# Shelf Life of Homemade Hand Lotion & Liquid Soap



## melonie (Feb 15, 2010)

Hi There,

I have come across several recipes for GM lotion & liquid soap.  None of them mentions the use of preservatives except distilled white vinegar.  My question is how long would a product with GM last without any preservatives.  Also, what are some natural & mild preservatives that I could use to prolong the shelf life of these products and where could I get them?  I'm very interested in making GM lotion & liquid soap, but would have to make sure on the right ingredients to use first before diving in.  Any information would be greatly appreciated.

Thanks,

Melonie


----------



## Bigmoose (Feb 15, 2010)

You must use a preservative in lotions, otherwise you may get about 2 weeks out of them before stuff starts growing.  As for liquid soaps if you do a plus lye ratio and neturalize the left over they should have a good shelf life.  I have a bottle of shampoo that I made 16 to 18 months ago and it is still fine.  But I do not take a chance.  I use germaben 2 in my lotions and germall plus in my liquid soaps.  Here is a link where you can find them.
http://www.thesage.com/catalog/Preservatives.html

Bruce


----------



## melonie (Feb 15, 2010)

Hi Bruce,

Thank you for the information.  As I'm very new to all this, is Paraben a harsh preservative for your products?  Please let me know.

▶ _Listed records_
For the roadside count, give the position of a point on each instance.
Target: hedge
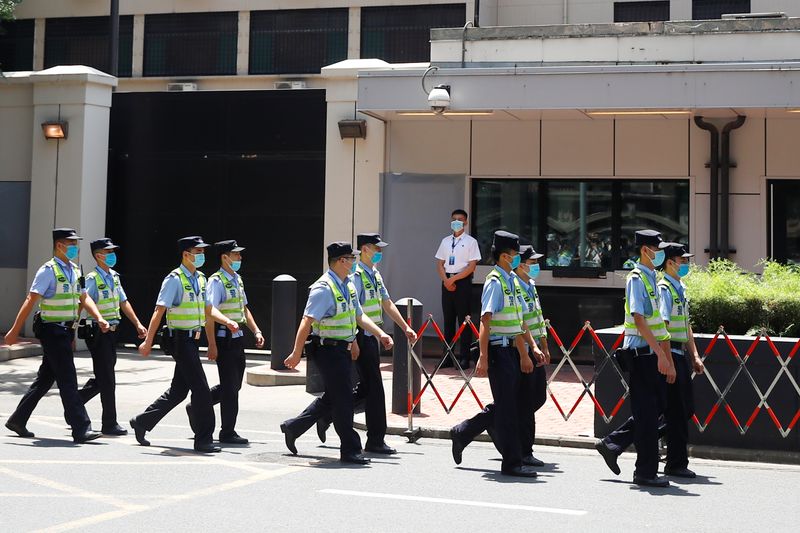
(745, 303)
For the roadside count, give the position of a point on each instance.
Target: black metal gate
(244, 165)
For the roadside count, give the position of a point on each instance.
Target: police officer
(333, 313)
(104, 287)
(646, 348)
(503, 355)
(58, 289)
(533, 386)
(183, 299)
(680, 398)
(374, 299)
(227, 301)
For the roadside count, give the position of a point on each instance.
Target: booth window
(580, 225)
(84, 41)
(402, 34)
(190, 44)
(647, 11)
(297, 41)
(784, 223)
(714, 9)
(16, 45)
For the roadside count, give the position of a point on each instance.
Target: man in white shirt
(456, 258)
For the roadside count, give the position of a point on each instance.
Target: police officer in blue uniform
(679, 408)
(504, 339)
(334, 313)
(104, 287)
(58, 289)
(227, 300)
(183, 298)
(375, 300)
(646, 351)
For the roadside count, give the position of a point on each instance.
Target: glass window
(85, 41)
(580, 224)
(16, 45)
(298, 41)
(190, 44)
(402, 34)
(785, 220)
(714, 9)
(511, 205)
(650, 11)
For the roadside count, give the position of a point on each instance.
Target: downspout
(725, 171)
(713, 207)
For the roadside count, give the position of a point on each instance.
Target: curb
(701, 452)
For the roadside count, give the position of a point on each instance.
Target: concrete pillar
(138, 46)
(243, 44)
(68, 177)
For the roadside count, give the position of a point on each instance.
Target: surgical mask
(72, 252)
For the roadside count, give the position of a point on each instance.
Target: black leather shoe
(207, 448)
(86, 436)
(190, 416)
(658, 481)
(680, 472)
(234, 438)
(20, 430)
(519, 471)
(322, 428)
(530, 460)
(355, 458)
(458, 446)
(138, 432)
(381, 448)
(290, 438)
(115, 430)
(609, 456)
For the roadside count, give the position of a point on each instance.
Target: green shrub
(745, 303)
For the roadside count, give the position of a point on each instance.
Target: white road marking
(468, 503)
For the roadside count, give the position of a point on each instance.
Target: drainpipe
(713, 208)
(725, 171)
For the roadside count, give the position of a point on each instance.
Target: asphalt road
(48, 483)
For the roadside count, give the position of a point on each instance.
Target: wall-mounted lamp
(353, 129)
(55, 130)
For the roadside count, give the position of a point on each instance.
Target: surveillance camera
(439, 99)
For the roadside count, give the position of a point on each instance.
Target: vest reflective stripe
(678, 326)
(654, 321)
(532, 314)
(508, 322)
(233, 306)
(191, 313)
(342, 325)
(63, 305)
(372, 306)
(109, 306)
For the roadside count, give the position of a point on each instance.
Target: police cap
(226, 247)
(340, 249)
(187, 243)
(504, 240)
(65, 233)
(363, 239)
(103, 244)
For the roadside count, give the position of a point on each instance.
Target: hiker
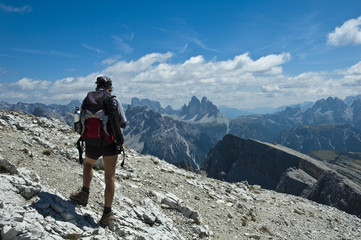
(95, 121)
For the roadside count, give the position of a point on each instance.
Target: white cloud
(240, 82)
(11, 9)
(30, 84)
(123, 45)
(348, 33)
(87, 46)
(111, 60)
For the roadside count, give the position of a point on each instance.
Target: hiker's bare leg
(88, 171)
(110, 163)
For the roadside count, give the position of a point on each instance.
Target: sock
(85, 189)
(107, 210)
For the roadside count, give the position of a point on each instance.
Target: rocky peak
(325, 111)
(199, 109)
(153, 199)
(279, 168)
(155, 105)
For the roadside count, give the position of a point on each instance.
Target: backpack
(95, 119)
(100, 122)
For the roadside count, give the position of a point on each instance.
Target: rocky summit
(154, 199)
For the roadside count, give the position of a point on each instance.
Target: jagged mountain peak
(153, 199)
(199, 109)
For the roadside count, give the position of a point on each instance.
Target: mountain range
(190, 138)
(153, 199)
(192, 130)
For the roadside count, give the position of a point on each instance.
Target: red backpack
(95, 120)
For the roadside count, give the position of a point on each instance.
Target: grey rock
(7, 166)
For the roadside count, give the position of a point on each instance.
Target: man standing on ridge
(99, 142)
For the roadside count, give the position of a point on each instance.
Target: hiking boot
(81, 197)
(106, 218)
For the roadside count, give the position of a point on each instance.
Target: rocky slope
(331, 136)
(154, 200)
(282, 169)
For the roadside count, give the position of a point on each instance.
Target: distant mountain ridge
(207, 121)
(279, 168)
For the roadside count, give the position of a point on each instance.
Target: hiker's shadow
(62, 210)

▶ _Task list_
- 1) Could you retype the part of the lotion shelf-life thread from "You must use" up to and including "can find them."?
- 2) Does the lotion shelf-life thread agree with each of these statements? (a) Without a preservative, a lotion may last about two weeks before something starts growing. (b) Bruce uses germall plus in his lotions. (c) The recipes Melonie found mention no preservatives other than distilled white vinegar.
- 3) What comes next in the thread on the shelf life of homemade lotion and liquid soap? Write its continuation, starting after its last line.

▶ _Results of the exercise_
- 1)
You must use a preservative in lotions, otherwise you may get about 2 weeks out of them before stuff starts growing.  As for liquid soaps if you do a plus lye ratio and neturalize the left over they should have a good shelf life.  I have a bottle of shampoo that I made 16 to 18 months ago and it is still fine.  But I do not take a chance.  I use germaben 2 in my lotions and germall plus in my liquid soaps.  Here is a link where you can find them.

- 2)
(a) Yes: "You must use a preservative in lotions, otherwise you may get about 2 weeks out of them before stuff starts growing."
(b) No: "I use germaben 2 in my lotions and germall plus in my liquid soaps."
(c) Yes: "None of them mentions the use of preservatives except distilled white vinegar."

- 3)
Thanks,

Melonie


----------



## donniej (Feb 15, 2010)

Rosemary Oleoresin Extract is probably the best natural one.  
Vitamin E tocopherol is another.  

Supposedly the best is a combination of sodium citrate and butylated hydroxy toluene.  .01% of each or better is the most effective, but the BHT is not all natural.... but we're also talking *extremely* small quantities.  By the way, BHT is an antioxidant.  It prevents oils from bonding with the oxygen in the air.  

The use of vinegar in soap is a terrible idea.  It nuetralizes the lye and shifts the PH back down.  This causes the saponified fatty acids to become free fatty acids, or basically candle wax.


----------



## melonie (Feb 15, 2010)

Hi Donnie,

That sounds good too!  Where can I get these products?  Please let me know.

Thanks,

Melonie


----------



## Bigmoose (Feb 16, 2010)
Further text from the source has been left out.